▶ [Предложенные пункты]

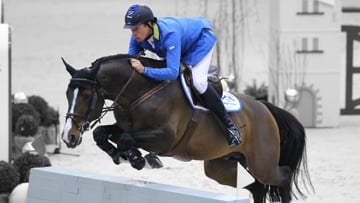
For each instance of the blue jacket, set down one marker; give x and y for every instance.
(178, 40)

---

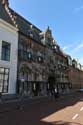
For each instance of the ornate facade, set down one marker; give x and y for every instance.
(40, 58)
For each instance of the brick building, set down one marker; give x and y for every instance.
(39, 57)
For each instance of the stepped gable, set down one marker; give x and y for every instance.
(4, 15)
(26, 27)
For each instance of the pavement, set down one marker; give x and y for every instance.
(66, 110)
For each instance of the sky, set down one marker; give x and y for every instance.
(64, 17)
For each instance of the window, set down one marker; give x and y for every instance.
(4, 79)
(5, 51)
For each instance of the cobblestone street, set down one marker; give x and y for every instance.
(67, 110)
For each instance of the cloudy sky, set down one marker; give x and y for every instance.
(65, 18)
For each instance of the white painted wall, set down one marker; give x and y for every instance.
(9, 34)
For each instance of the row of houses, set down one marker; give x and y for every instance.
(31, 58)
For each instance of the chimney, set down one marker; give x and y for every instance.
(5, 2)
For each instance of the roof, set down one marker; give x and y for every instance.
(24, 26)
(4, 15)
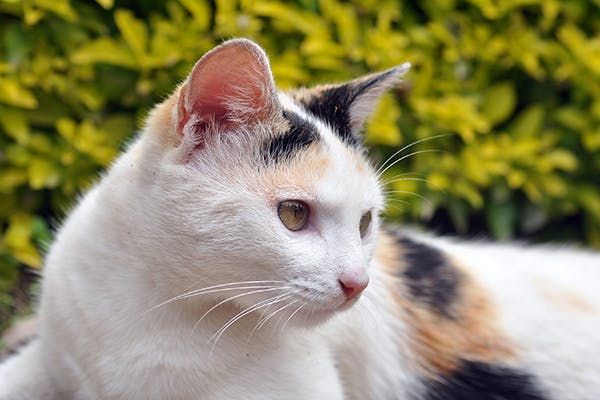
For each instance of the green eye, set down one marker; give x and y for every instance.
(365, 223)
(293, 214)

--

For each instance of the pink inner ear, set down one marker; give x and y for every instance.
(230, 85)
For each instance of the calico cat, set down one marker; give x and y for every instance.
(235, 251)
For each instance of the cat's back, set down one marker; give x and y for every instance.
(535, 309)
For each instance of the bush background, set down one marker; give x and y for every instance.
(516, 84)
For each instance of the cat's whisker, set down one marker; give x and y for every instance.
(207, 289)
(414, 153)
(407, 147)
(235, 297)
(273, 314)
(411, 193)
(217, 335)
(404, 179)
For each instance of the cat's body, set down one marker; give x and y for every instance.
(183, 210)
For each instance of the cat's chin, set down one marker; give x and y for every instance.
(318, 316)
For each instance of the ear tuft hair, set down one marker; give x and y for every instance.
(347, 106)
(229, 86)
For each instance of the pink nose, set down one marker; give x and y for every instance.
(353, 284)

▶ [Описание задания] Соберите из пунктов выше все строки, в которых есть слово «pink». Регистр букв учитывается.

▶ [Письменный ответ]
For each instance of the pink inner ear, set down one marker; give x and y for every instance.
For each instance of the pink nose, set down one marker; give x and y for every instance.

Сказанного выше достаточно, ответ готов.